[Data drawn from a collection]
** BEGIN **

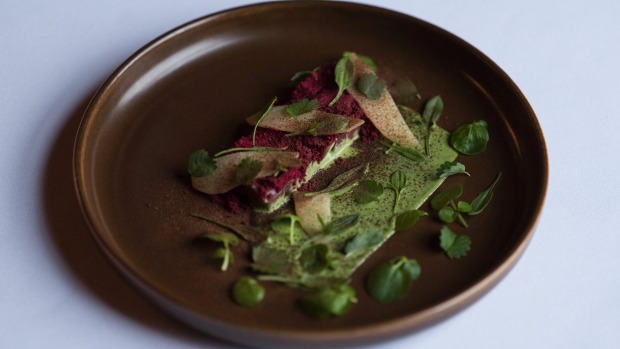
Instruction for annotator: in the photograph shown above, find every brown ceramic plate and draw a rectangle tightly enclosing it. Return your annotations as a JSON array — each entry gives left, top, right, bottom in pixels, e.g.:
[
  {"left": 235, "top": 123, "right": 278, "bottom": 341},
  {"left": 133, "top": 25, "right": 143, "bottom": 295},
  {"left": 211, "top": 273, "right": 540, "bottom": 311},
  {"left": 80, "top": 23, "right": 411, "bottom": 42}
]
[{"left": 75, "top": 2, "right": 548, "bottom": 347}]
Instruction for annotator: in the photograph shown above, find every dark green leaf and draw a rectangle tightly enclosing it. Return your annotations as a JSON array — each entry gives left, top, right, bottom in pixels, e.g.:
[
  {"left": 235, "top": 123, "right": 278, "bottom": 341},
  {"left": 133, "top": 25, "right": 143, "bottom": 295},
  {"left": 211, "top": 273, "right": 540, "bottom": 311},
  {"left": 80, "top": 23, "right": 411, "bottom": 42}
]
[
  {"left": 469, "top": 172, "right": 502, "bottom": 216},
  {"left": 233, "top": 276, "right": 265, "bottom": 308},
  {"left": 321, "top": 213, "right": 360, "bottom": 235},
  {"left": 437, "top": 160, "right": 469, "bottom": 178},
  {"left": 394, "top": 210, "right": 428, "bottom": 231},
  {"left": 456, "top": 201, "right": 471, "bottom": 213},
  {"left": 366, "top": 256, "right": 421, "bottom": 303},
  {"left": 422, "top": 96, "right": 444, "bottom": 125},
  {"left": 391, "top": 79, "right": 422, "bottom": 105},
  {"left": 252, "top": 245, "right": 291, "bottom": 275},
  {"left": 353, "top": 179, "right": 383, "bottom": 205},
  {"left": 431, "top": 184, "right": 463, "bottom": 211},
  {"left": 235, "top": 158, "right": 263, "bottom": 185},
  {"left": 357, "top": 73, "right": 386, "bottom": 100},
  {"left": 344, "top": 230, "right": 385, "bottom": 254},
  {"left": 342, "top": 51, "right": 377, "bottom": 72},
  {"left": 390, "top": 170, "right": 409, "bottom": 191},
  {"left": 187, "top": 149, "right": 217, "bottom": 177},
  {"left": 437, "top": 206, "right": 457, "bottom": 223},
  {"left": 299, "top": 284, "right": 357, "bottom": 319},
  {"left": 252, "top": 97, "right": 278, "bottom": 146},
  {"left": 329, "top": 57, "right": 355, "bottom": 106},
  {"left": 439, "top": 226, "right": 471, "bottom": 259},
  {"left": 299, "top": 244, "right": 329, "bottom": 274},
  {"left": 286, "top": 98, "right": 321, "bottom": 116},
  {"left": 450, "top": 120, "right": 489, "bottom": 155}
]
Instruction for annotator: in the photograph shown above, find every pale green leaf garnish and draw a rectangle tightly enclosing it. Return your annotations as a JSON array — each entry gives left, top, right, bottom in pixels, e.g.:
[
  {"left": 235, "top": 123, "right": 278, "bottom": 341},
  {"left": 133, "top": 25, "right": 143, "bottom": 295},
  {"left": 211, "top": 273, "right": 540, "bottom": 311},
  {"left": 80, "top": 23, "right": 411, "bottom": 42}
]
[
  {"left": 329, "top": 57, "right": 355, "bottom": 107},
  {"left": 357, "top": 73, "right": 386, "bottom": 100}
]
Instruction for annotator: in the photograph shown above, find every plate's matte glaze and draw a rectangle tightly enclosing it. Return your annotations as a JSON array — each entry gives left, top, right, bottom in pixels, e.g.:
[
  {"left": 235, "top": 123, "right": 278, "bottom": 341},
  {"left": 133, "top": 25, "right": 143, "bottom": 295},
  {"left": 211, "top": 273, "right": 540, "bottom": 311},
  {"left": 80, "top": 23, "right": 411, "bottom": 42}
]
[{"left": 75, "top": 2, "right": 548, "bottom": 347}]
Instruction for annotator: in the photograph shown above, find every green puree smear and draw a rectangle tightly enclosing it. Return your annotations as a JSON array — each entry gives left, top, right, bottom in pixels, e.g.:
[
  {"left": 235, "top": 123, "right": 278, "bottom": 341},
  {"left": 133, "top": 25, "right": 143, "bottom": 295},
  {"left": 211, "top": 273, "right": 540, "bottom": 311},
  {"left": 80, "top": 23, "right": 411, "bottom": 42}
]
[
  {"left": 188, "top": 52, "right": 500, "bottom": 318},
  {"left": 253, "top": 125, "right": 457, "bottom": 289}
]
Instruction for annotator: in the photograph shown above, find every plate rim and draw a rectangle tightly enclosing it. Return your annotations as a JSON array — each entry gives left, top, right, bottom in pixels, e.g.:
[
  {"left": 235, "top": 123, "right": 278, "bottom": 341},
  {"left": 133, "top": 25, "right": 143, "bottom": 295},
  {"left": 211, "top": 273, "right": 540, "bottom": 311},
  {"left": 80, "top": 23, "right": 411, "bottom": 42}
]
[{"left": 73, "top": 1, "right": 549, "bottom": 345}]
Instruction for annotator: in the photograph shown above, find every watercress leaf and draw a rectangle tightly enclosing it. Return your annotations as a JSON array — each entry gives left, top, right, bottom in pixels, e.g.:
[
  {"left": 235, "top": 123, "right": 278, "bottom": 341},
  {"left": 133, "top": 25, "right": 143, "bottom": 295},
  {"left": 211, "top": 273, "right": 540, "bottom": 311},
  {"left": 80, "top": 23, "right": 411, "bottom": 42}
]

** END **

*What is required:* Which lines in the items above contain the word "leaf"? Gather each of them and copy it out in full.

*Answer to this exercise:*
Instruction for annotator: in the photograph shown above, find every dark green leaf and draw a rectangle tightly enclosing it. Return your annotations as a JSON array — each entry gives left, top, right, bottom in pixels, e.g.:
Instruction for annotator: in the photograph shown above, find every pale green leaf garnish and draw a rectangle tightly enclosing it. Return your annotations as a JSON array — each entry gives left, top, right, bottom in pixels, e.g.:
Instruction for annotator: in the photograph shown above, find every watercress leaf and draw a rectangle tightly enclosing it. Return your annotations as a JSON array — each entry gives left, top, right, bottom in pixels, e.g.:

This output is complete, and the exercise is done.